- **THE PROBLEM**
Entries follow. Set all of them down as they stand.

Records from a dataset
■ ■ ■ ■ ■ ■ ■

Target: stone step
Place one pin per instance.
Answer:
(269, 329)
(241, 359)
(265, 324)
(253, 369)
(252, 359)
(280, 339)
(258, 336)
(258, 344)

■ ■ ■ ■ ■ ■ ■

- **RESULT OF THE EXERCISE**
Target: stone step
Place one pin per instance.
Answer:
(269, 329)
(241, 359)
(265, 324)
(253, 369)
(252, 359)
(280, 339)
(258, 336)
(258, 344)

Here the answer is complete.